Work to be completed — Please copy the items from the line with "[spot] the whipped" through the end of the items, swapping "napkin" for "tablecloth" and leaving everything else unchanged. Leave the pictures out of your answer.

The input —
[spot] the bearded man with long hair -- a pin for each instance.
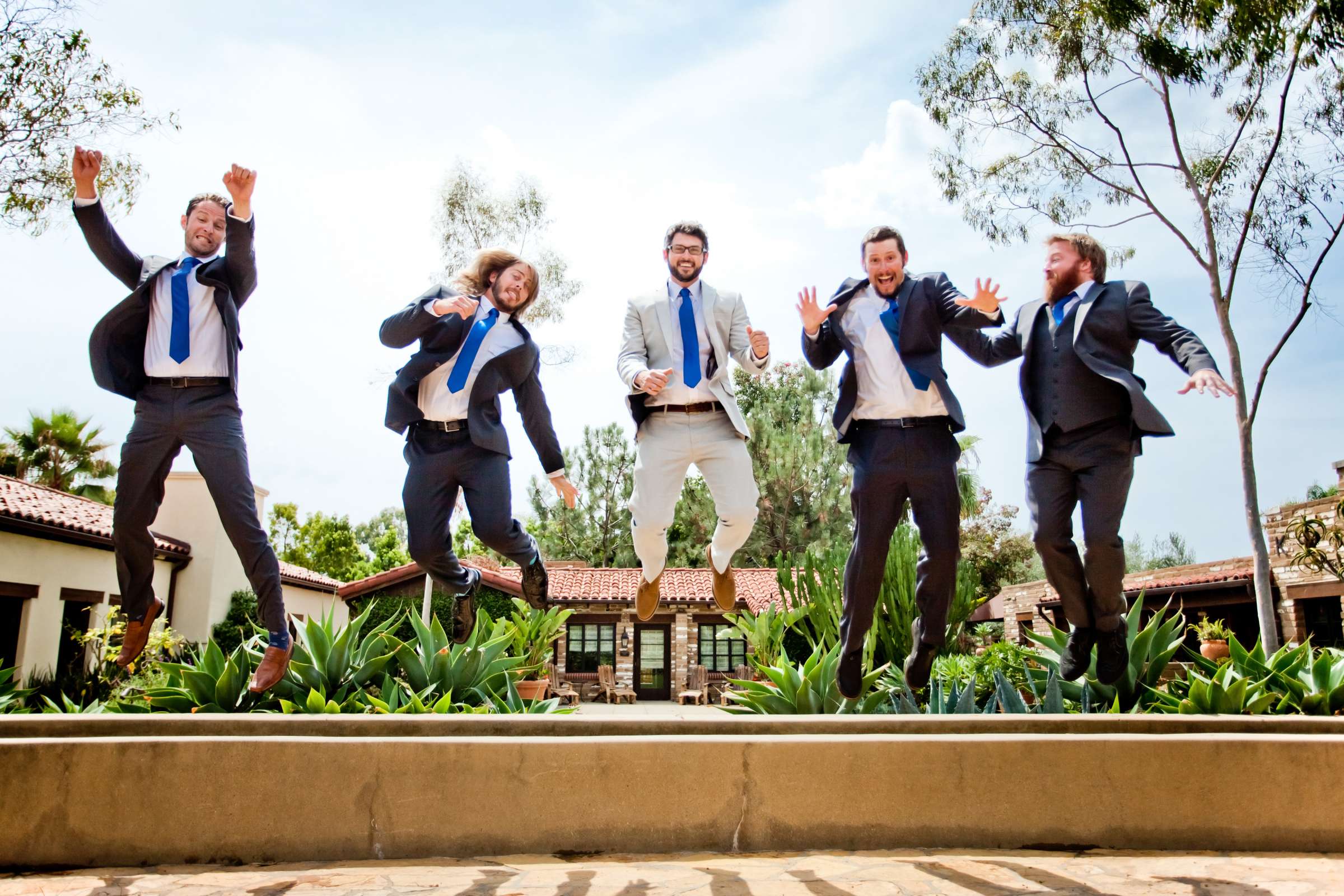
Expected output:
(472, 348)
(1086, 413)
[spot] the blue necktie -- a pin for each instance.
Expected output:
(892, 323)
(179, 335)
(1058, 309)
(690, 342)
(463, 368)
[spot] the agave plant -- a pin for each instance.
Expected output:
(335, 662)
(810, 688)
(1151, 648)
(210, 683)
(533, 632)
(472, 669)
(11, 695)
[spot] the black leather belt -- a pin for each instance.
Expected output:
(442, 426)
(906, 422)
(183, 382)
(701, 408)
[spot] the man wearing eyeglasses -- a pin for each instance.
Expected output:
(674, 359)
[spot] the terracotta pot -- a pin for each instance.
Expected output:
(533, 688)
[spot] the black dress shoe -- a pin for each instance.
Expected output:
(464, 612)
(1112, 655)
(850, 673)
(1077, 655)
(920, 660)
(535, 584)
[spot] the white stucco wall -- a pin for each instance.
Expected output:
(53, 566)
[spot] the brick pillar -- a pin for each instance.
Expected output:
(680, 657)
(626, 665)
(1292, 622)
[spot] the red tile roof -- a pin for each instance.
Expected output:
(297, 575)
(48, 508)
(757, 587)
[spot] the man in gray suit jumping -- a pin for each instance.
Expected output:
(675, 362)
(1086, 413)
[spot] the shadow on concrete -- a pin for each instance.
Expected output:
(726, 883)
(273, 890)
(1215, 887)
(489, 883)
(818, 886)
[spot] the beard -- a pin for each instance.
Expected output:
(675, 269)
(1062, 284)
(503, 302)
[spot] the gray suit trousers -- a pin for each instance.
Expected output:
(440, 464)
(207, 421)
(1094, 466)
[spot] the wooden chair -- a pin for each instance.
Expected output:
(606, 679)
(741, 673)
(697, 687)
(562, 689)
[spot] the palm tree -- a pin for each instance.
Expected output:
(58, 453)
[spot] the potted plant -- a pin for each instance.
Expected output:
(988, 633)
(533, 632)
(1213, 638)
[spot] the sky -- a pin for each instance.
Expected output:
(787, 128)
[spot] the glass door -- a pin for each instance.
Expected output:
(652, 649)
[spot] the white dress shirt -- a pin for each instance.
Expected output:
(676, 391)
(1069, 305)
(886, 390)
(436, 402)
(209, 343)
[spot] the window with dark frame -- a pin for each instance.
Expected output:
(721, 655)
(589, 645)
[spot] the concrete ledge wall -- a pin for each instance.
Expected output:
(123, 799)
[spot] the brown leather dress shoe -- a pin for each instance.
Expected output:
(138, 634)
(272, 668)
(725, 585)
(647, 598)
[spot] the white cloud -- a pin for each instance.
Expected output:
(890, 180)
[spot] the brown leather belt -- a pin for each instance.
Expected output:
(442, 426)
(906, 422)
(702, 408)
(183, 382)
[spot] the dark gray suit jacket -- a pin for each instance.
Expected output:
(118, 344)
(1108, 324)
(926, 308)
(518, 370)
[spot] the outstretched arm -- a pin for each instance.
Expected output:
(93, 222)
(240, 258)
(749, 347)
(1175, 342)
(820, 346)
(536, 421)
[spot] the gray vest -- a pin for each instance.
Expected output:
(1062, 390)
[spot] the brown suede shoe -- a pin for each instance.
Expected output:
(138, 634)
(725, 585)
(647, 598)
(272, 668)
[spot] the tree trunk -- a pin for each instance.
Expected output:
(1250, 492)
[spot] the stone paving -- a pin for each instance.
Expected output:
(818, 874)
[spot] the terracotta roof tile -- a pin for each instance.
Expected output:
(568, 585)
(292, 574)
(41, 506)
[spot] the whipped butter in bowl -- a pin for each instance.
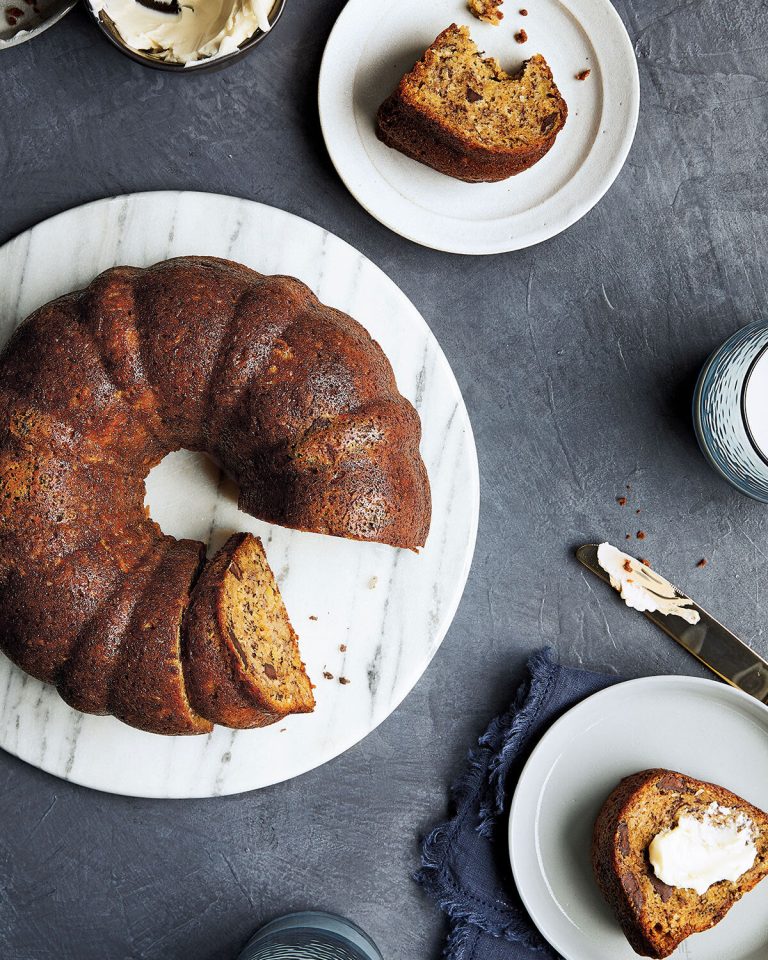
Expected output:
(185, 34)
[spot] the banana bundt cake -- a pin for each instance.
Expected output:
(292, 398)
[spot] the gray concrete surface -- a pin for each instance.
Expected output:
(577, 359)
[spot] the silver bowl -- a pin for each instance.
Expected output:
(35, 19)
(110, 31)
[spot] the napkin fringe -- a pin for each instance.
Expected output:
(506, 733)
(465, 920)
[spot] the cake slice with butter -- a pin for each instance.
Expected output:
(672, 855)
(461, 114)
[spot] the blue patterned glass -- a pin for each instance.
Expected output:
(310, 936)
(725, 424)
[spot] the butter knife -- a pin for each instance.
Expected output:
(708, 640)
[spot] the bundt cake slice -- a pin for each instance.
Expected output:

Result of the task —
[spot] the whipped butter in bowl -- a pin for each instance.
Expected output:
(185, 34)
[spot] the banana bundt cake -- a pin for each instance.
Expected output:
(292, 398)
[spot] the gray concrete surface -- a pin for each instance.
Expected output:
(577, 359)
[spot] the silver bowl -- a pin for each instance.
Expected output:
(35, 19)
(110, 31)
[spot] the tablecloth fringe -- a pin for each instance.
Expected output:
(506, 733)
(465, 920)
[spot] the cake slice with butter -- a pin for each instance.
Expected output:
(672, 855)
(461, 114)
[spot] the blue patterned glass -- a pin for each instance.
Expected output:
(310, 936)
(725, 424)
[spot] the butter knife -- a pin for each instance.
Expected output:
(708, 640)
[spot] the bundt cake slice -- a pin for each instance.
Expected output:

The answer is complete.